Document section:

★ ★ ★ ★ ★

China became the third nation to independently launch a human into orbit, in 2003, and its capabilities have since grown. China's visions include sending people to the Moon and building a space station as well as creating its own robotic explorer. Meanwhile, India launched its first unmanned mission to Mars in late 2013, and its probe entered Mars's orbit in September 2014. Since then, the Indian Space Research Organization has reached an agreement with NASA on subsequent explorations of Mars. China and the United Arab Emirates successfully sent spacecraft to orbit Mars in February 2021, which was when NASA landed its rover there.

★ ★ ★ ★ ★

Exercise task 1:
Answer these questions using the space exploration passage:
(a) In what year did China first independently launch a human into orbit?
(b) In what month and year did India's probe enter Mars's orbit?
(c) Which two countries sent spacecraft to orbit Mars in February 2021?
The records that follow have no connection to the space exploration passage.

★ ★ ★ ★ ★

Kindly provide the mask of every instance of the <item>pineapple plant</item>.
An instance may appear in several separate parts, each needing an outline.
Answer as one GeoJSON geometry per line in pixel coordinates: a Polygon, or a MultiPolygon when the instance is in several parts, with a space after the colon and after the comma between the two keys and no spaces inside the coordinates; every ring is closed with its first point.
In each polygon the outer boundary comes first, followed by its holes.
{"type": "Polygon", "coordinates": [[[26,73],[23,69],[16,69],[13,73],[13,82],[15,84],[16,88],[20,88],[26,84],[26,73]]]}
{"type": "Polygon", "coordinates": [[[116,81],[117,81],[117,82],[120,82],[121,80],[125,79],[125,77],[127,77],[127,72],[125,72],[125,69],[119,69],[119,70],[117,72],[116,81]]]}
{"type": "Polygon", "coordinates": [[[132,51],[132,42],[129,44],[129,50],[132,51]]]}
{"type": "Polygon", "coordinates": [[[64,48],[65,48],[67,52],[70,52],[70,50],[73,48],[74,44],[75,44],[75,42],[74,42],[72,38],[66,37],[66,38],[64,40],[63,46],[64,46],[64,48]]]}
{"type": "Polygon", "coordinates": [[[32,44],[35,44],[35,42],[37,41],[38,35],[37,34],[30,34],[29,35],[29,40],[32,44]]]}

★ ★ ★ ★ ★

Exercise task 2: Extract the records word for word, starting at their first line and ending at the line that contains "An instance may".

Exercise output 1:
(a) 2003
(b) September 2014
(c) China and the United Arab Emirates

Exercise output 2:
Kindly provide the mask of every instance of the <item>pineapple plant</item>.
An instance may appear in several separate parts, each needing an outline.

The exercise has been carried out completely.